* Exercise objective: Update the listing below by changing every "bounding box" to "outline box" and keeping everything else the same. Leave the pictures out of your answer.

* Exercise data:
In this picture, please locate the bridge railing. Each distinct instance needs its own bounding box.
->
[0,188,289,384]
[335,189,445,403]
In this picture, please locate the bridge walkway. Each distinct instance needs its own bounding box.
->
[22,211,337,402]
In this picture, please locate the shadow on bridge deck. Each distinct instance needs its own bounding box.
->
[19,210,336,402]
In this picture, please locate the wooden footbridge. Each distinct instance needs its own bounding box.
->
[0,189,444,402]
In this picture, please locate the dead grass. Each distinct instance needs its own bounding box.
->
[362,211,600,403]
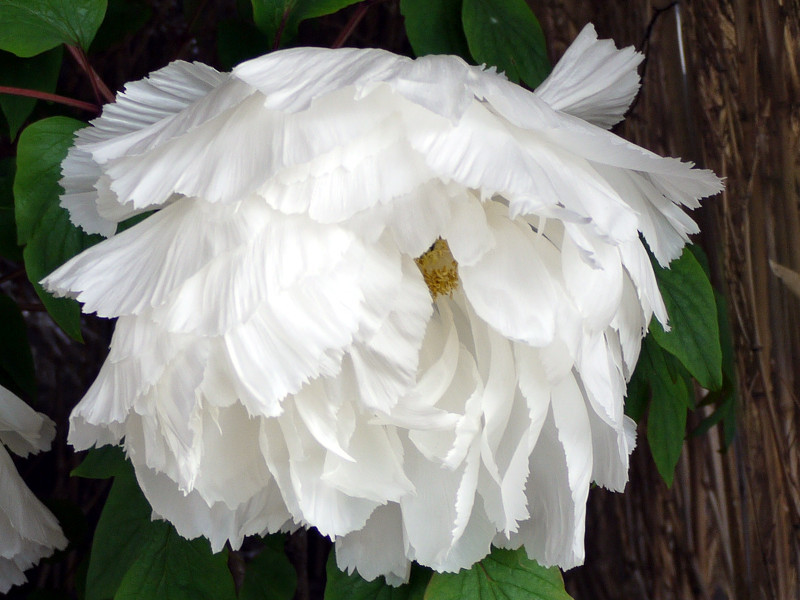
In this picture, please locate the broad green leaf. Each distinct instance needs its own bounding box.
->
[400,0,472,62]
[425,548,571,600]
[325,551,431,600]
[70,446,129,479]
[462,0,550,88]
[692,290,737,448]
[0,48,63,140]
[86,463,164,600]
[239,534,297,600]
[650,248,722,390]
[86,455,236,600]
[252,0,361,46]
[0,0,106,57]
[14,117,102,341]
[636,336,692,486]
[114,521,236,600]
[0,157,22,262]
[0,294,36,398]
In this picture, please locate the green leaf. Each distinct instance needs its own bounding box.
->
[70,446,129,479]
[0,0,106,57]
[91,0,153,52]
[462,0,550,88]
[636,336,692,486]
[0,48,63,140]
[239,534,297,600]
[400,0,472,62]
[114,521,236,600]
[86,457,236,600]
[0,294,36,398]
[692,290,737,448]
[86,463,164,600]
[252,0,361,47]
[425,548,571,600]
[14,117,102,341]
[0,157,22,262]
[325,552,431,600]
[650,248,722,390]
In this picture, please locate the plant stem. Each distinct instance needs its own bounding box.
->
[67,44,114,104]
[0,85,100,113]
[331,2,373,48]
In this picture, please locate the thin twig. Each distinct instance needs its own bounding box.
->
[67,44,115,104]
[0,85,100,113]
[331,2,374,48]
[272,5,292,50]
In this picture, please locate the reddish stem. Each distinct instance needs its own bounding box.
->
[331,2,373,48]
[0,85,100,113]
[67,44,115,103]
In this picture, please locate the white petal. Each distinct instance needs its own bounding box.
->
[534,23,644,129]
[336,502,411,585]
[0,386,56,457]
[455,205,557,346]
[0,444,67,593]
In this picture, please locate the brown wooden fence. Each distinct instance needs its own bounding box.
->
[531,0,800,600]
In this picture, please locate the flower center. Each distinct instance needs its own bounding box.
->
[414,238,458,300]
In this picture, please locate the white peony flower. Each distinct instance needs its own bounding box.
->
[0,386,67,594]
[43,26,721,584]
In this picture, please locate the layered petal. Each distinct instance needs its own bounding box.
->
[42,26,720,584]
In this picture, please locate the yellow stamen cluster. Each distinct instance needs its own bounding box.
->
[414,238,458,300]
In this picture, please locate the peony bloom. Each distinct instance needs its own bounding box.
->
[44,26,720,584]
[0,386,67,594]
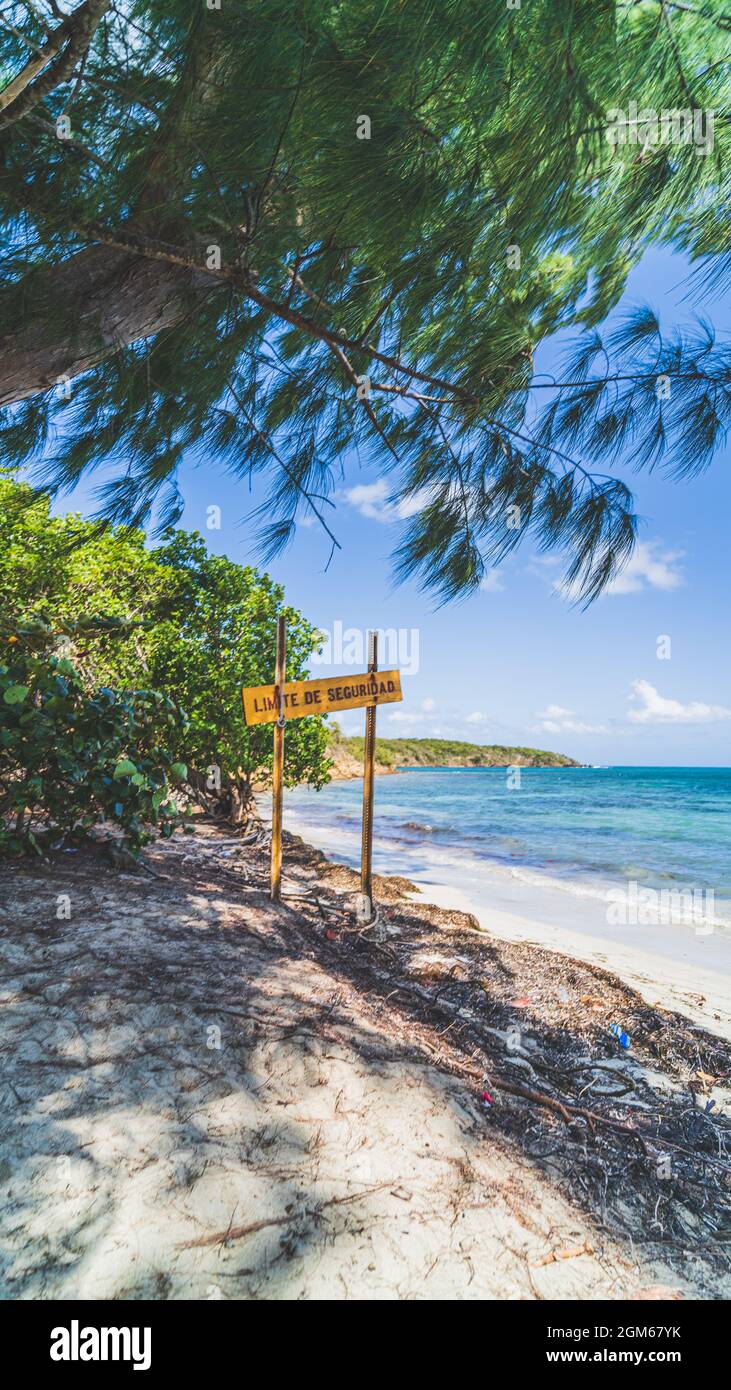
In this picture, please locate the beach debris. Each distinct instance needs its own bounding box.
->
[581,994,605,1009]
[630,1284,685,1302]
[535,1240,593,1266]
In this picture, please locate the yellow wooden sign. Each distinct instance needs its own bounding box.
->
[242,671,403,724]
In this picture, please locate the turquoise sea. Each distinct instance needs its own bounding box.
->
[285,767,731,924]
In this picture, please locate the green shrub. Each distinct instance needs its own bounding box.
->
[0,621,186,856]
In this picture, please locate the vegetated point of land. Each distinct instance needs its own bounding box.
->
[328,727,584,778]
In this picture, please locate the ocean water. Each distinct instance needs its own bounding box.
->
[285,767,731,927]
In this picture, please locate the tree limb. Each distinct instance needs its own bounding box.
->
[0,0,110,131]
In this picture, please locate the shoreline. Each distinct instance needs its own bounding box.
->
[279,801,731,1041]
[0,819,731,1301]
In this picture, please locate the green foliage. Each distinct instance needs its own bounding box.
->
[0,477,328,819]
[0,0,731,599]
[0,621,185,858]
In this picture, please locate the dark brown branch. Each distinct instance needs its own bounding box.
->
[0,0,110,131]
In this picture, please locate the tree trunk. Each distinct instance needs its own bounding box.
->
[0,246,217,406]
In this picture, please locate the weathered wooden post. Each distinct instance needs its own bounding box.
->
[360,632,378,922]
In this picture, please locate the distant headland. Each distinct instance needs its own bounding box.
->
[328,727,584,780]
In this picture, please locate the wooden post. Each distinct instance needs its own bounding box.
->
[360,632,378,922]
[271,617,286,902]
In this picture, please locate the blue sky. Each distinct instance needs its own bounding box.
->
[61,252,731,766]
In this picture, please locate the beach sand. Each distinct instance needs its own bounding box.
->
[0,826,731,1300]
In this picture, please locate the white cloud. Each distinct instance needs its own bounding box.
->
[534,705,607,734]
[550,541,685,603]
[627,681,731,724]
[605,541,684,595]
[479,570,504,594]
[345,478,431,521]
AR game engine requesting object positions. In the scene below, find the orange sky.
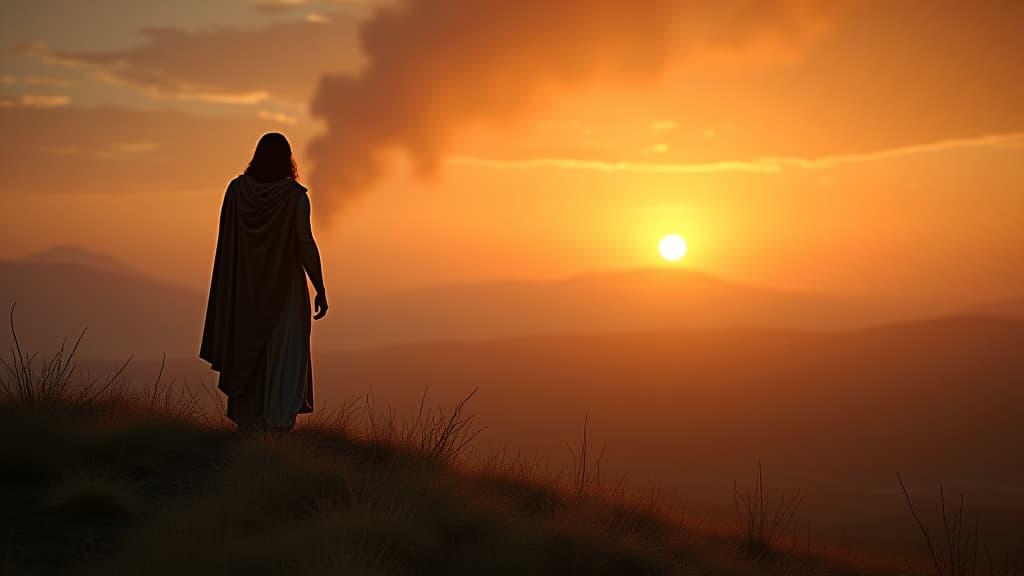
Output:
[0,0,1024,298]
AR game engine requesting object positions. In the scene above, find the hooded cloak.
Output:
[200,174,311,397]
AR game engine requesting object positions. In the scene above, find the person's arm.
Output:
[295,194,327,320]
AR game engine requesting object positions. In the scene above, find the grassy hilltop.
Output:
[0,323,999,575]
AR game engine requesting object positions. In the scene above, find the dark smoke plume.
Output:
[309,0,831,216]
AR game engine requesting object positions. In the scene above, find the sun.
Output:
[657,234,686,262]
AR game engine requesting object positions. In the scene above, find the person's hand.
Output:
[313,292,327,320]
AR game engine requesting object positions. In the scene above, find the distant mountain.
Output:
[0,258,206,358]
[0,246,999,357]
[315,269,952,346]
[19,244,139,276]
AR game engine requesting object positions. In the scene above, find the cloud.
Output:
[444,132,1024,174]
[19,13,365,106]
[254,0,388,14]
[0,107,309,197]
[0,94,71,108]
[309,0,836,220]
[256,110,298,124]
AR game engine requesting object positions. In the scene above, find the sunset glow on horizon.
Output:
[0,0,1024,301]
[657,234,687,262]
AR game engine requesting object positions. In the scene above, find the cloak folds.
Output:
[200,174,309,397]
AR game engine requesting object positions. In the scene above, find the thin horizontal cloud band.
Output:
[445,132,1024,174]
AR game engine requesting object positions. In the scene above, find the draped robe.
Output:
[200,174,319,427]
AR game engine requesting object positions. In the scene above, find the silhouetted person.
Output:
[200,133,328,430]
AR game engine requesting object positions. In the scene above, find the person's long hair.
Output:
[246,132,299,182]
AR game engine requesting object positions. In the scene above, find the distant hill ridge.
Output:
[0,246,1024,358]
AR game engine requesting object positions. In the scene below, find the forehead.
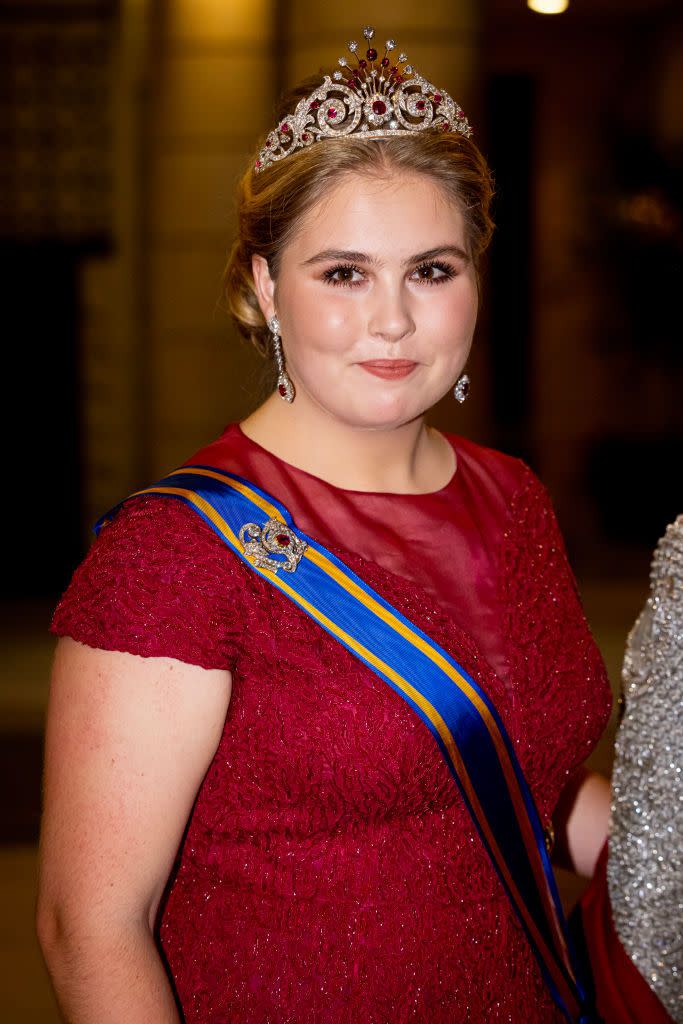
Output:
[291,172,465,257]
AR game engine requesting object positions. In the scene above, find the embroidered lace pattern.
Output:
[52,442,608,1024]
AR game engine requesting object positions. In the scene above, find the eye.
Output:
[323,263,362,288]
[413,260,456,285]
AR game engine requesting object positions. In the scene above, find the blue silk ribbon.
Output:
[95,466,597,1024]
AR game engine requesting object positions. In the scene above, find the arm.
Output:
[553,767,611,879]
[37,638,231,1024]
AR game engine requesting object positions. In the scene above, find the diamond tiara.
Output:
[254,26,472,174]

* Full answer:
In this picture, please locate the bridge railing. Each distinct instance needs its own outline box.
->
[0,188,289,384]
[335,189,445,403]
In this picture, please locate the bridge walkway. Each distinct instance needs its own outline box.
->
[22,211,337,402]
In this picture, please locate the shadow on bridge deck. Each distinct instance needs its own outline box.
->
[19,210,336,402]
In this picture, please locate the wooden footbridge. Each distinct instance needs its own outline box.
->
[0,189,444,402]
In this picture, please locate the dead grass. Each distinct instance needs its own outline box.
->
[362,211,600,403]
In this picture, please locate the broad green leaf. Each distinct instance needs its own outline box.
->
[400,0,472,62]
[425,548,571,600]
[325,551,431,600]
[70,446,129,479]
[462,0,550,88]
[692,290,737,448]
[0,48,63,140]
[86,463,164,600]
[239,534,297,600]
[650,248,722,390]
[86,455,236,600]
[252,0,361,46]
[0,0,106,57]
[14,117,102,341]
[636,336,692,486]
[114,521,236,600]
[0,157,22,262]
[0,294,36,398]
In this picture, please locate the green leaf. Each distinct instance needs its own outline box.
->
[70,446,129,479]
[0,0,106,57]
[91,0,153,52]
[462,0,550,88]
[636,336,692,486]
[0,48,63,140]
[239,534,297,600]
[400,0,472,62]
[114,521,236,600]
[86,457,236,600]
[0,294,36,398]
[692,290,737,448]
[86,463,164,600]
[252,0,361,47]
[425,548,571,600]
[14,117,102,341]
[0,157,22,262]
[325,552,431,600]
[650,248,722,390]
In this picture, please locate the plant stem. Each distinct instance needs its own outline box.
->
[67,44,114,104]
[0,85,100,113]
[331,2,373,48]
In this picture, please locate the thin twig. Each distinct instance needs its own outline box.
->
[67,44,115,104]
[0,85,100,113]
[331,2,374,48]
[272,5,292,50]
In this picture, please locate the reddish stem. Each distinct instance needs its own outline box.
->
[331,2,373,48]
[0,85,100,113]
[67,44,115,103]
In this picture, please locate the white petal. Each distinct instance needs its own outline box.
->
[534,23,644,129]
[336,502,411,585]
[0,386,56,457]
[455,205,557,346]
[0,444,67,593]
In this picture, please locate the brown wooden fence. Each distinct instance needs its own outline box.
->
[531,0,800,600]
In this picture, please locate the flower center. Each distinct instance needs its own outline box.
->
[414,238,458,300]
In this picture, please locate the white peony flower. Each distinct instance needs its own outline box.
->
[0,386,67,594]
[43,26,721,584]
In this picture, please locate the layered petal. Each distinct instance needs its own outline box.
->
[42,26,720,584]
In this picture, please locate the yellow stamen cluster. Each distinct instance needs its own outline box.
->
[414,238,458,300]
In this picture, please locate the peony bloom. Each distinct instance needs its own outline box.
->
[44,26,720,584]
[0,386,67,594]
In this picture, please locate the beach debris. Each distinct instance needs its own outline box.
->
[581,994,605,1009]
[630,1284,685,1302]
[535,1240,593,1266]
In this picture, please locate the yellow wooden sign. Each distinct instance needs its own outline box.
->
[242,671,403,724]
In this picture, please locate the turquoise sea. Each distinct instance needs its own outline box.
->
[285,767,731,924]
In this picture, please locate the green shrub. Each distinct instance needs its own outline box.
->
[0,621,186,856]
In this picture, please locate the vegetated point of land. Each distinct instance needs its own outline box.
->
[328,727,584,778]
In this picture, please locate the ocean water. Each distinct instance needs its own outline box.
->
[285,767,731,927]
In this picture, please locate the tree limb. Each distinct instance needs its own outline box.
->
[0,0,110,131]
In this picture, please locate the shoreline. Each distinct instance needs its own outline box.
->
[279,801,731,1041]
[0,819,731,1301]
In this picture, please locate the green foliage. Each distinct instance needs its own outline box.
->
[0,477,328,819]
[0,0,731,599]
[0,621,185,858]
In this picture, please locate the dark brown branch. Each distinct instance needs its own outline box.
->
[0,0,110,131]
In this picture, please locate the tree trunk. Each distinct instance needs its own outline box.
->
[0,246,217,406]
In this picture, please locate the weathered wooden post. Each distinct instance needs its own outline box.
->
[360,632,378,922]
In this picture, please locate the distant headland. Each distinct instance needs its own outline box.
->
[328,727,584,780]
In this picture, please locate the wooden post. Each distinct instance needs its own outline box.
->
[360,632,378,922]
[271,617,286,902]
In this picture, please locate the blue sky. Each distinct instance needs its own outline box.
->
[61,252,731,766]
In this picture, please locate the beach sand. Each distinct instance needs its own outline box.
->
[0,826,731,1300]
In this picture, please locate the white cloud. Each distinct instance needs its own outline box.
->
[534,705,607,734]
[550,541,685,603]
[627,681,731,724]
[605,541,684,595]
[479,570,504,594]
[345,478,431,521]
AR game engine requesting object positions. In the scene below, find the orange sky.
Output:
[0,0,1024,298]
AR game engine requesting object positions. In the scene above, find the hooded cloak.
Output:
[200,174,311,397]
AR game engine requesting object positions. In the scene above, find the person's arm.
Output:
[295,194,327,320]
AR game engine requesting object positions. In the scene above, find the grassy hilltop.
Output:
[0,323,999,575]
AR game engine requesting object positions. In the scene above, find the dark smoke plume.
Output:
[309,0,831,216]
AR game engine requesting object positions. In the scene above, find the sun.
Output:
[657,234,686,262]
AR game engine requesting object positions. In the scene above, find the person's hand.
Output:
[313,292,327,320]
AR game engine requesting object positions. In the scene above, find the distant mountain.
Output:
[0,258,206,358]
[0,246,999,357]
[315,269,952,346]
[19,244,139,276]
AR game engine requesting object positions. In the scene above, find the cloud.
Output:
[444,132,1024,174]
[19,13,365,106]
[254,0,388,14]
[0,107,309,197]
[0,94,71,108]
[309,0,836,220]
[256,110,298,124]
AR game engine requesting object positions. In the scene above, find the sunset glow on horizon.
Output:
[0,0,1024,301]
[657,234,687,262]
AR game engine requesting object positions. In the scene above, find the cloak folds.
Output:
[200,174,309,397]
AR game engine requesting object positions. In the scene above, find the thin horizontal cloud band.
Output:
[445,132,1024,174]
AR game engine requesting object positions. In the scene above, find the draped robe.
Output:
[200,174,319,427]
AR game engine requesting object positions. In the scene above, find the silhouetted person.
Output:
[200,133,328,430]
AR game engine requesting object positions. In the scene above, find the person's long hair.
Output:
[246,132,299,182]
AR game engine requesting object positions. In the scene above, find the distant hill ridge.
Output:
[0,246,1024,358]
AR game engine requesting object positions. In the scene below, find the forehead.
Output:
[291,172,465,257]
AR game engine requesting object positions. In the scene above, find the embroidered lace pattern.
Output:
[52,442,608,1024]
AR game engine requesting object positions. In the scene above, find the eye.
Output:
[323,263,362,288]
[413,260,456,285]
AR game engine requesting object positions. In the scene above, find the blue silk ribbon.
Output:
[95,466,597,1024]
AR game engine requesting object positions. In the scene above, find the arm.
Output:
[553,767,611,879]
[37,638,231,1024]
AR game engine requesting object positions. In the scene above, find the diamond tiara.
Output:
[254,26,472,174]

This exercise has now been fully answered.